> [GOAL 1]
Copy out the passage on Marie I of Auvergne word for word, in full.
> [GOAL 2]
Convert the records into a JSON list of strings, with one string per line and blank lines omitted. Start at the line containing "Place one keypoint on each instance of the grass" and end at the final line of the records.

> [SUPPLIED PASSAGE]
╭──
= Marie I of Auvergne =

Marie I (September 1376 – 7 August 1437) was suo jure countess of Auvergne and Boulogne from 1424 to her death in 1437, having inherited the titles from her cousin Joan II. She was the wife of Bertrand IV de La Tour and the mother of Bertrand V de La Tour who succeeded her as count of Auvergne and Boulogne.

== Life ==
Marie was born in France in September 1376, the only child of Godfroy of Auvergne, Seigneur de Montgascon, Seigneur de Roche-Savine, and his second wife Jeanne de Ventadour. Her mother died shortly after Marie's birth on 19 September 1376. Her father married thirdly Blanche de Bouteiller de Senlis, which produced two half-siblings, Antoine and Marguerite. Her father died in 1385, when Marie was nine years of age .

Sometime after 11 January 1389, Marie married Bertrand IV, Seigneur de La Tour, the son of Guy de La Tour and Marthe Rogier de Beaufort. Her husband Bertrand died in 1423, sometime after 23 September. She inherited her titles the following year.

===Reign===
She succeeded her cousin Joan II as Countess of Auvergne and Boulogne upon the latter's death in 1424, as Joan's marriages to John, Duke of Berry, and Georges de la Trémoille had been childless.
╰──
> [Dataset records on object locations]
╭──
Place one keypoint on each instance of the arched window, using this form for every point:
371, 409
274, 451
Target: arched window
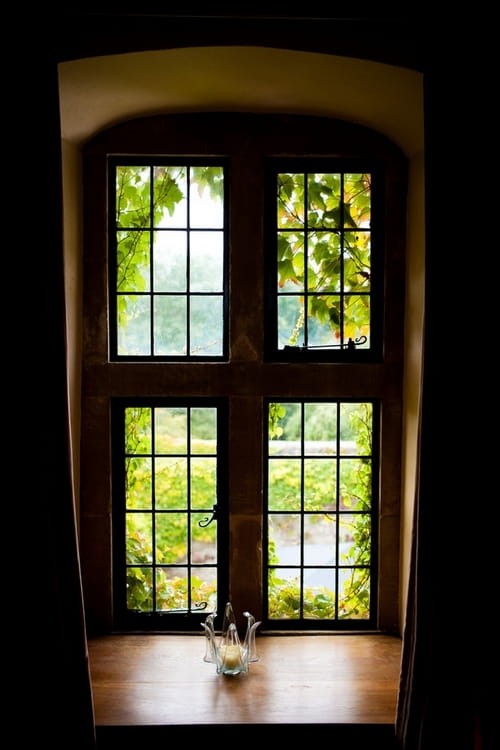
242, 378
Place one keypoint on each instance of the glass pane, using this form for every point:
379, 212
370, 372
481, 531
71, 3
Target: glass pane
319, 593
139, 587
171, 538
171, 429
170, 326
285, 429
132, 262
133, 196
284, 539
170, 187
357, 263
324, 266
354, 594
290, 262
203, 482
284, 593
206, 261
319, 539
169, 261
203, 540
138, 486
171, 589
290, 207
206, 194
356, 428
357, 200
290, 321
134, 315
171, 483
323, 192
357, 318
355, 538
320, 484
355, 483
206, 325
284, 484
137, 430
323, 320
203, 430
139, 538
320, 429
204, 589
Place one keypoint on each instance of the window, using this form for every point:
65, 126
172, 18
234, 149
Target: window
241, 422
321, 510
168, 271
326, 263
168, 484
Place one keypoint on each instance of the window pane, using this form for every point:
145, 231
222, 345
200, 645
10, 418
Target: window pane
169, 253
323, 243
133, 196
207, 261
170, 325
206, 325
321, 471
170, 201
171, 495
134, 316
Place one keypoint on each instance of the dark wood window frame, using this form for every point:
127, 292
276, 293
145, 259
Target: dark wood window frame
249, 376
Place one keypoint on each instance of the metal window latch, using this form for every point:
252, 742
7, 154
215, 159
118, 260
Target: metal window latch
350, 345
208, 520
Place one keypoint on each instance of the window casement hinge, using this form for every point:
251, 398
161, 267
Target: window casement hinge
208, 520
350, 345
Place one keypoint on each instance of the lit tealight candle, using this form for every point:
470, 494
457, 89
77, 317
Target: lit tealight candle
230, 656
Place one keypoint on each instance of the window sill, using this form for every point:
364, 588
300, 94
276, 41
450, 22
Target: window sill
154, 681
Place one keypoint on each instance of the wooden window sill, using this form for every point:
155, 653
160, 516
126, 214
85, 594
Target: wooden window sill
162, 681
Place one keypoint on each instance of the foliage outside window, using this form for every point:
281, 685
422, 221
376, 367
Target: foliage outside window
169, 261
168, 472
226, 274
320, 506
326, 301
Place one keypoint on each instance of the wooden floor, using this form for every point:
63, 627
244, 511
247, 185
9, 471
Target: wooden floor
145, 685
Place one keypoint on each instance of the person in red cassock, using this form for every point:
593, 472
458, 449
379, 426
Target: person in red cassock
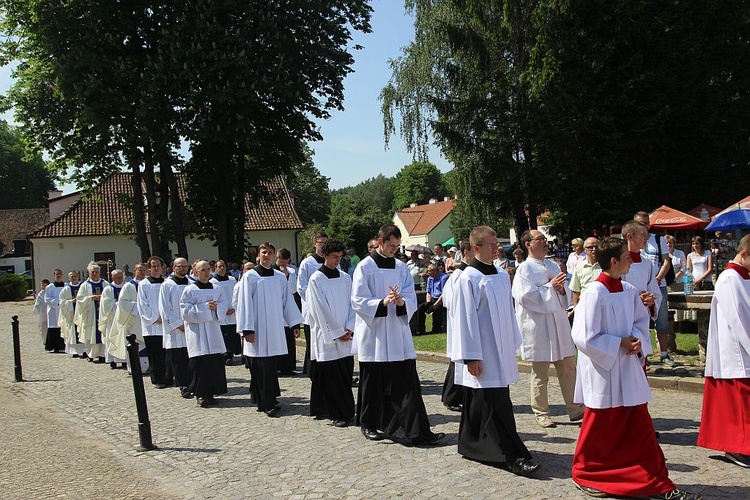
617, 452
725, 423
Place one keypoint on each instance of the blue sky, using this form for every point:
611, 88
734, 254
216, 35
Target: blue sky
352, 149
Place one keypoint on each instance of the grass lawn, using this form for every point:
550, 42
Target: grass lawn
687, 343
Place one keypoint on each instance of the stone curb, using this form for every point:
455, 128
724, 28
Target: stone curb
684, 384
╰──
> [EXERCISE RESPONSE 1]
= Marie I of Auvergne =

Marie I (September 1376 – 7 August 1437) was suo jure countess of Auvergne and Boulogne from 1424 to her death in 1437, having inherited the titles from her cousin Joan II. She was the wife of Bertrand IV de La Tour and the mother of Bertrand V de La Tour who succeeded her as count of Auvergne and Boulogne.

== Life ==
Marie was born in France in September 1376, the only child of Godfroy of Auvergne, Seigneur de Montgascon, Seigneur de Roche-Savine, and his second wife Jeanne de Ventadour. Her mother died shortly after Marie's birth on 19 September 1376. Her father married thirdly Blanche de Bouteiller de Senlis, which produced two half-siblings, Antoine and Marguerite. Her father died in 1385, when Marie was nine years of age .

Sometime after 11 January 1389, Marie married Bertrand IV, Seigneur de La Tour, the son of Guy de La Tour and Marthe Rogier de Beaufort. Her husband Bertrand died in 1423, sometime after 23 September. She inherited her titles the following year.

===Reign===
She succeeded her cousin Joan II as Countess of Auvergne and Boulogne upon the latter's death in 1424, as Joan's marriages to John, Duke of Berry, and Georges de la Trémoille had been childless.

> [EXERCISE RESPONSE 2]
[
  "Place one keypoint on each instance of the grass lawn, using this form for every point:",
  "550, 42",
  "Target: grass lawn",
  "687, 343",
  "Place one keypoint on each instance of the stone curb, using this form for every point:",
  "455, 128",
  "724, 28",
  "Target: stone curb",
  "684, 384"
]